*** Data in this exercise ***
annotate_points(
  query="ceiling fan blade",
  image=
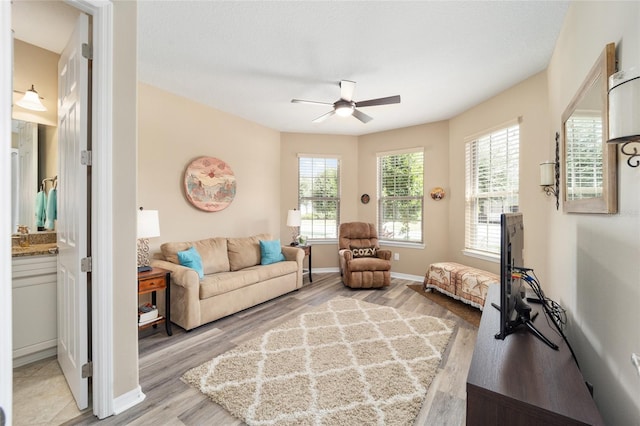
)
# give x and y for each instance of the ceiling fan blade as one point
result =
(301, 101)
(380, 101)
(347, 87)
(324, 116)
(361, 116)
*** End of Data in this exercise ***
> Problem
For the word "blade", go through the records and show each line that carries it.

> Answer below
  query="ceiling fan blade",
# give x and y for each instance of the ceiling fan blade as one point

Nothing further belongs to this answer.